Trecho da fonte.
○ ○ ○ ○ ○ ○ ○

Às vezes a vida coloca algumas pedras no nosso caminho para que percebamos a realidade mais dura. Então, não há outra opção senão ser forte, conjugar a armadura com a espada, agir com inteligência e aproveitar a energia de um coração inoxidável. No entanto, mais cedo ou mais tarde a força se apaga, se quebra, se esgota …
Quando lemos um clássico, sabemos quase instantaneamente quando o destino começará a lançar suas sombras. Quando lemos Virgílio, Shakespeare ou Dickens, sempre existe um momento certo onde aparece a fenda que altera tudo, que envolve e muda tudo. Como leitores experientes que somos, sabemos antecipar em que momento acontecerá uma traição, uma armadilha, um erro ou uma tragédia.
“O suave é mais forte do que o rude; a água é mais forte do que a rocha, o amor é mais forte do que a violência.”
– Herman Hesse –
No entanto, no palco da nossa vida, menos literária e com mais arestas, raramente conseguimos antecipar o que acontecerá conosco. Muitas vezes vivemos focados em nossos sonhos, tarefas e projetos, mas o destino tem outros planos: abre um alçapão sob nossos pés e sussurra: “Agora é hora de esperar, agora as suas ilusões estão adiadas”.

○ ○ ○ ○ ○ ○ ○

Informações registradas.
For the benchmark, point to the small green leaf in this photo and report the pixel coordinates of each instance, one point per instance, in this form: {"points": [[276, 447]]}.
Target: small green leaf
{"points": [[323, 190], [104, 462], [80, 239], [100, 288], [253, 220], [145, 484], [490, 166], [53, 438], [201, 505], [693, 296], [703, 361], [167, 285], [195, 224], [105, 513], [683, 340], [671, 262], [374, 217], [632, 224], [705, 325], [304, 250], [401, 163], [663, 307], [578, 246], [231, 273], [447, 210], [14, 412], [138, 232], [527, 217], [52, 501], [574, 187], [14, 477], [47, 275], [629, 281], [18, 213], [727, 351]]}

○ ○ ○ ○ ○ ○ ○

Requisitos da tarefa. Quais autores o trecho da fonte cita como exemplos de leitura de um clássico?

Resposta desenvolvida. Virgílio, Shakespeare e Dickens.